■ **What is expected**
Could you write out all of the data again, word for word?
Content starts
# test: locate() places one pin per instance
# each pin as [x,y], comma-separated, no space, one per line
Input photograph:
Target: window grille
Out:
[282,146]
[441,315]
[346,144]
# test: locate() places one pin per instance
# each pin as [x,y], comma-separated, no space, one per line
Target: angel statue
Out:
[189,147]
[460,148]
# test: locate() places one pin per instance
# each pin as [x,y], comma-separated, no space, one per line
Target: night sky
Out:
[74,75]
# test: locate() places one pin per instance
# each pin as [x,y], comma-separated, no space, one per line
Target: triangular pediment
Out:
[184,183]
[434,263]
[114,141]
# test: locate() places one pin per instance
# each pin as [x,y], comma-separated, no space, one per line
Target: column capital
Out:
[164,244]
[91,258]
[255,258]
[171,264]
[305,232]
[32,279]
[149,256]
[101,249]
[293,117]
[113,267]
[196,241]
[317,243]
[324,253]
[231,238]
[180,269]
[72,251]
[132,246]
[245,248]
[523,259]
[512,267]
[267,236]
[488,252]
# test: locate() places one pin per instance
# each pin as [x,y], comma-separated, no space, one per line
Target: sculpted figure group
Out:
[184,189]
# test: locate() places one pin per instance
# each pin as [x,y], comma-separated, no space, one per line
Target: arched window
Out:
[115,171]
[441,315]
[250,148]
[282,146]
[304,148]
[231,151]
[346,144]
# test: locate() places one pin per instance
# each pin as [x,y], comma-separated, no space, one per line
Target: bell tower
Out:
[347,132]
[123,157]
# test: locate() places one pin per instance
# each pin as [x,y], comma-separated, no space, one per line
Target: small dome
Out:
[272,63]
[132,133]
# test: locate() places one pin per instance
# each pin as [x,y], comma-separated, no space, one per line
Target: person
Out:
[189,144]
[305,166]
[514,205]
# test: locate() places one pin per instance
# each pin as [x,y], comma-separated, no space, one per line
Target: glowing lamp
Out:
Content ends
■ **Finished task**
# test: locate() places one pin per instance
# each pin as [x,y], comma-separated, no space, one per line
Input photograph:
Target: window grille
Out:
[282,146]
[441,315]
[346,144]
# test: locate() places one pin per instance
# each pin as [x,y], comma-separated, no space, one per line
Target: angel statue
Out:
[189,147]
[460,148]
# test: locate() places one pin per instance
# each pin as [x,y], comma-separated, no space, one per line
Target: night sky
Out:
[74,75]
# test: locate() places one pin per instance
# each pin as [x,y], comma-separated, no space, one per line
Target: triangular pediment
Out:
[184,183]
[434,263]
[114,141]
# test: locate() places one pin per instance
# each pin as [x,y], comma-separated, no space, one per line
Target: column capital
Out:
[164,244]
[91,258]
[255,258]
[171,264]
[305,232]
[32,279]
[149,256]
[101,249]
[293,117]
[113,267]
[196,241]
[317,243]
[324,253]
[231,238]
[180,269]
[72,251]
[132,246]
[245,248]
[523,259]
[512,267]
[267,236]
[488,252]
# test: locate() places one pin per instance
# each pin as [x,y], comma-separated, no space, one per line
Target: sculpted figure group
Out:
[184,189]
# test: locate() places one pin per instance
# each pin as [x,y], comma-separated, no space, one per line
Target: arched window
Out:
[115,171]
[441,315]
[250,148]
[282,146]
[304,148]
[231,151]
[346,144]
# test: locate() places one pin per instance
# each pin as [x,y], comma-separated, no space, one per line
Target: bell tower
Out:
[347,132]
[123,157]
# test: locate() places one pin per instance
# each pin as [x,y], comma-separated, no space, one per line
Target: small dome
Out:
[272,63]
[132,133]
# test: locate() places one pin per instance
# each pin as [x,y], comma-separated, no space, one per line
Target: person
Out:
[189,144]
[305,166]
[514,205]
# test: locate() places one pin per instance
# each pin as [x,y], comma-separated, no space, one per line
Target: glowing lamp
Out:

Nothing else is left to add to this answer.